(Segmentation dataset entries)
_ _ _
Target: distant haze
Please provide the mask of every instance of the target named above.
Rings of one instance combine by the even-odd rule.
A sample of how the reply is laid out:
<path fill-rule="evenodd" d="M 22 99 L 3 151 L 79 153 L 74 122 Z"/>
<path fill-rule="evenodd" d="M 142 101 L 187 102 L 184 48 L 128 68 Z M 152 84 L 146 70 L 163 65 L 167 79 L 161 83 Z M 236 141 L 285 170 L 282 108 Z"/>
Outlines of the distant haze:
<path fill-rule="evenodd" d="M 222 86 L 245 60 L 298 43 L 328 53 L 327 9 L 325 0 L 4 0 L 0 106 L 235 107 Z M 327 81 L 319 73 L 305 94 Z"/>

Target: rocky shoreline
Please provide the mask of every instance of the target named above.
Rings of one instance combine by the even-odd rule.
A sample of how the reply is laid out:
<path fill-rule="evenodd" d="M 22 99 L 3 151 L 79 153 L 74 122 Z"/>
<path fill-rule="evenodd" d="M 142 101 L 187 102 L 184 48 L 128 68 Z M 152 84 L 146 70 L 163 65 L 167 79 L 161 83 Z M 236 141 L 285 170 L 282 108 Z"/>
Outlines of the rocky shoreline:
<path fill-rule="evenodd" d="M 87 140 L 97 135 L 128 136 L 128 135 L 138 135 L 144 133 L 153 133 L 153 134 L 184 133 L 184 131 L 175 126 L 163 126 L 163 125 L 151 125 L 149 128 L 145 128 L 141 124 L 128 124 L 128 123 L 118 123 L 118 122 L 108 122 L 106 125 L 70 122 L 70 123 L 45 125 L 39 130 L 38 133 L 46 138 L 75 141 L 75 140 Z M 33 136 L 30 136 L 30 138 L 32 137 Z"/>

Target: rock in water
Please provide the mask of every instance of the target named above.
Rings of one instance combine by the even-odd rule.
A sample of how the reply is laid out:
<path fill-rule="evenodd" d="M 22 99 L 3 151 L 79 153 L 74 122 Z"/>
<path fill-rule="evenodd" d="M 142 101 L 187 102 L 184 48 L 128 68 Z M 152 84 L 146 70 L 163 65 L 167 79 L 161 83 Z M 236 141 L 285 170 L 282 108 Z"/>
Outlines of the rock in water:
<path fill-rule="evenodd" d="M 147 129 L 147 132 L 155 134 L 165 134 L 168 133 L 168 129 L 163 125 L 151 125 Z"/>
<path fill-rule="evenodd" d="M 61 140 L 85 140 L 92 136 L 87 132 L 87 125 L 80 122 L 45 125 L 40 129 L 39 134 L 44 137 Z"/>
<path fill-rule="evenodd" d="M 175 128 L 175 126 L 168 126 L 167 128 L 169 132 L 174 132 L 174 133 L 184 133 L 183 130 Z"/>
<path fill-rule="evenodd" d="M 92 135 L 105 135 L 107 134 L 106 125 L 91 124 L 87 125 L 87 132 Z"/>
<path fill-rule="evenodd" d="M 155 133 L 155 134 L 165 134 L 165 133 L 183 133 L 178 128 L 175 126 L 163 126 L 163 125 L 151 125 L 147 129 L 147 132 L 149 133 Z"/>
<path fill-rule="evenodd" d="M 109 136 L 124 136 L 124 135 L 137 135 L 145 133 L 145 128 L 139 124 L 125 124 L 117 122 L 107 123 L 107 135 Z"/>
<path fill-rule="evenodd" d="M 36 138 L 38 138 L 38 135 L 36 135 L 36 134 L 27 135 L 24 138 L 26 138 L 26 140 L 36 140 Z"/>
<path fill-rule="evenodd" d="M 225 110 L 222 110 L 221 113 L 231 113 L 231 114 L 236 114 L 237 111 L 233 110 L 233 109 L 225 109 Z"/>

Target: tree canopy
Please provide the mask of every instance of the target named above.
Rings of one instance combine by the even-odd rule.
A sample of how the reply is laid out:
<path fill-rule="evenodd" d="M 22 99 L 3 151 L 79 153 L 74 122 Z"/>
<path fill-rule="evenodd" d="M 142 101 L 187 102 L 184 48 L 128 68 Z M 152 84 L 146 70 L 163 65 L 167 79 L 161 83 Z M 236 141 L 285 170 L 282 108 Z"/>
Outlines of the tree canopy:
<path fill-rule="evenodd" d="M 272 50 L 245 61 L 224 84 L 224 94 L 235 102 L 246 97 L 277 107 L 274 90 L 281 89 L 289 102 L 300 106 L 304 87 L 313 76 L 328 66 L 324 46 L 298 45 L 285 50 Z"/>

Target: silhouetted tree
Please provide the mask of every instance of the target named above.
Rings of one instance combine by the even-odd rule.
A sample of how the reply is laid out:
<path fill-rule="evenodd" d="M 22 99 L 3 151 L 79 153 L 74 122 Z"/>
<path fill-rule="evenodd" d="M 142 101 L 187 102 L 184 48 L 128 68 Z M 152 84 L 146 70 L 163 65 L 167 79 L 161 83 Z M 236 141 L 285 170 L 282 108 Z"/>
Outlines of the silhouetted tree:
_ _ _
**WORK REQUIRED:** Output every one of the entries above again, character for character and without any changes.

**EXPECTED OUTPUT:**
Target: distant haze
Please provide the mask of every instance of the target named above.
Rings of one instance combine by the even-odd rule.
A sample of how the reply is laid out:
<path fill-rule="evenodd" d="M 22 99 L 3 151 L 79 153 L 74 122 Z"/>
<path fill-rule="evenodd" d="M 142 101 L 187 102 L 184 48 L 128 68 Z M 152 84 L 146 70 L 163 65 L 167 79 L 161 83 Z M 236 141 L 285 170 L 282 108 Z"/>
Outlines of the distant haze:
<path fill-rule="evenodd" d="M 222 86 L 245 60 L 298 43 L 328 53 L 327 9 L 325 0 L 4 0 L 0 106 L 235 107 Z M 327 81 L 319 73 L 305 94 Z"/>

Target: rocky shoreline
Please provide the mask of every instance of the target named above.
Rings of one instance combine by the even-odd rule.
A sample of how the reply is laid out:
<path fill-rule="evenodd" d="M 22 99 L 3 151 L 79 153 L 74 122 Z"/>
<path fill-rule="evenodd" d="M 142 101 L 187 102 L 184 48 L 128 68 Z M 152 84 L 146 70 L 163 65 L 167 79 L 161 83 Z M 236 141 L 285 170 L 282 108 Z"/>
Outlines of the rocky shoreline:
<path fill-rule="evenodd" d="M 87 140 L 97 135 L 128 136 L 128 135 L 138 135 L 144 133 L 153 133 L 153 134 L 184 133 L 184 131 L 175 126 L 163 126 L 163 125 L 151 125 L 149 128 L 145 128 L 141 124 L 128 124 L 128 123 L 118 123 L 118 122 L 108 122 L 106 125 L 70 122 L 70 123 L 45 125 L 39 130 L 38 133 L 46 138 L 75 141 L 75 140 Z M 33 136 L 30 136 L 30 138 L 32 137 Z"/>

Target: rock in water
Please provide the mask of every instance of the target named above.
Rings of one instance combine by the even-odd rule.
A sample of how the reply is laid out:
<path fill-rule="evenodd" d="M 22 99 L 3 151 L 79 153 L 74 122 Z"/>
<path fill-rule="evenodd" d="M 142 101 L 187 102 L 184 48 L 128 68 Z M 152 84 L 146 70 L 163 65 L 167 79 L 161 83 Z M 236 141 L 285 170 L 282 108 Z"/>
Outlines of the rock in water:
<path fill-rule="evenodd" d="M 147 129 L 147 132 L 155 134 L 165 134 L 168 133 L 168 129 L 163 125 L 151 125 Z"/>
<path fill-rule="evenodd" d="M 61 140 L 85 140 L 92 136 L 87 132 L 87 125 L 80 122 L 45 125 L 40 129 L 39 134 L 44 137 Z"/>
<path fill-rule="evenodd" d="M 175 128 L 175 126 L 168 126 L 167 128 L 169 132 L 174 132 L 174 133 L 184 133 L 183 130 Z"/>
<path fill-rule="evenodd" d="M 92 135 L 105 135 L 107 134 L 106 125 L 91 124 L 87 125 L 87 132 Z"/>
<path fill-rule="evenodd" d="M 155 133 L 155 134 L 165 134 L 165 133 L 183 133 L 178 128 L 175 126 L 163 126 L 163 125 L 151 125 L 147 129 L 147 132 L 149 133 Z"/>
<path fill-rule="evenodd" d="M 109 136 L 124 136 L 124 135 L 137 135 L 145 133 L 145 128 L 139 124 L 125 124 L 117 122 L 107 123 L 107 135 Z"/>
<path fill-rule="evenodd" d="M 36 138 L 38 138 L 38 135 L 36 135 L 36 134 L 27 135 L 24 138 L 26 138 L 26 140 L 36 140 Z"/>
<path fill-rule="evenodd" d="M 225 110 L 222 110 L 221 113 L 231 113 L 231 114 L 236 114 L 237 111 L 233 110 L 233 109 L 225 109 Z"/>

Target: tree canopy
Please provide the mask of every instance of the target named above.
Rings of one instance combine by the even-odd rule.
A sample of how the reply is laid out:
<path fill-rule="evenodd" d="M 22 99 L 3 151 L 79 153 L 74 122 Z"/>
<path fill-rule="evenodd" d="M 142 101 L 187 102 L 184 48 L 128 68 Z M 152 84 L 146 70 L 163 65 L 167 79 L 161 83 Z M 236 141 L 285 170 L 282 108 Z"/>
Outlines of the tree canopy:
<path fill-rule="evenodd" d="M 272 50 L 245 61 L 224 84 L 224 94 L 235 102 L 246 97 L 277 107 L 274 90 L 281 89 L 289 102 L 300 106 L 304 87 L 313 76 L 328 66 L 324 46 L 298 45 L 285 50 Z"/>

Target: silhouetted tree
Please provide the mask of every instance of the target named above.
Rings of one instance combine by the even-odd rule.
A sample of how the reply is laid out:
<path fill-rule="evenodd" d="M 22 99 L 3 151 L 79 153 L 74 122 Z"/>
<path fill-rule="evenodd" d="M 142 101 L 187 102 L 184 48 L 128 68 Z M 152 84 L 146 70 L 163 65 L 167 79 L 161 83 Z M 236 141 L 285 170 L 282 108 Z"/>
Outlines of the silhouetted tree:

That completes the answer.